Data entries

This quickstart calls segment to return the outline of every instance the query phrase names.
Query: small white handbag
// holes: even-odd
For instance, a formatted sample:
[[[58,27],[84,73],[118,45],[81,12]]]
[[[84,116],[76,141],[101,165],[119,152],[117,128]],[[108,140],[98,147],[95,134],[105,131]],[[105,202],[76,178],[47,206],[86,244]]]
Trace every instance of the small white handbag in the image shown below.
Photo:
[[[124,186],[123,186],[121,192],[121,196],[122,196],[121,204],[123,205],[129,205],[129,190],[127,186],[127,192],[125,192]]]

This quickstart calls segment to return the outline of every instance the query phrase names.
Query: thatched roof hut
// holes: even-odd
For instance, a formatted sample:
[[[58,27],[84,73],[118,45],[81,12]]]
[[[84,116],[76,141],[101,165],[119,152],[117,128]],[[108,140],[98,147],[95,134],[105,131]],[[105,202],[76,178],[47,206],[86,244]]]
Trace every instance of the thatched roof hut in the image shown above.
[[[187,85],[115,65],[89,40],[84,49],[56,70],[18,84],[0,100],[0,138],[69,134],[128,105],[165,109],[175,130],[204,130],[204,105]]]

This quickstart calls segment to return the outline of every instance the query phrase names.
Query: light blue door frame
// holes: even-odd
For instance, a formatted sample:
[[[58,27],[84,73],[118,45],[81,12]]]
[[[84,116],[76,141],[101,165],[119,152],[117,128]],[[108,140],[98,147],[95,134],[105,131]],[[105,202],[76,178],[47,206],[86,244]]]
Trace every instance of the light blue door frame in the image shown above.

Exercise instructions
Reproduce all of the records above line for line, with no changes.

Task result
This quickstart calls segment to return the outline of every instance the query phrase names.
Query: small white handbag
// holes: even-odd
For instance, a formatted sample:
[[[58,27],[84,73],[118,45],[81,12]]]
[[[84,116],[76,141],[101,165],[119,152],[117,128]],[[108,140],[98,147],[95,134],[105,131]],[[105,202],[76,178],[47,206],[86,244]]]
Trace every instance of the small white handbag in the image shown below.
Photo:
[[[124,186],[123,186],[121,192],[121,196],[122,196],[121,204],[123,205],[129,205],[129,190],[127,186],[127,192],[125,192]]]

This quickstart calls segment to return the outline of every instance the query phrase names.
Query: thatched roof hut
// holes: even-odd
For instance, a formatted sample:
[[[58,27],[84,73],[118,45],[81,12]]]
[[[84,116],[76,141],[101,165],[119,152],[117,128]],[[108,140],[98,147],[95,134],[105,131]],[[105,202],[76,178],[47,206],[86,244]]]
Trace every instance of the thatched roof hut in the image shown above.
[[[187,85],[115,65],[89,40],[84,49],[56,70],[18,84],[0,100],[0,138],[69,134],[128,105],[165,109],[175,130],[204,130],[204,105]]]

This quickstart calls segment to return the outline of every instance the query phrase names.
Query: light blue door frame
// holes: even-odd
For instance, a formatted sample:
[[[58,27],[84,73],[118,45],[81,12]]]
[[[84,116],[76,141],[101,165],[119,152],[117,128]],[[108,140],[98,147],[95,134],[105,131]],[[105,202],[76,178],[47,206],[86,244]]]
Trace every instance of the light blue door frame in the image shown above.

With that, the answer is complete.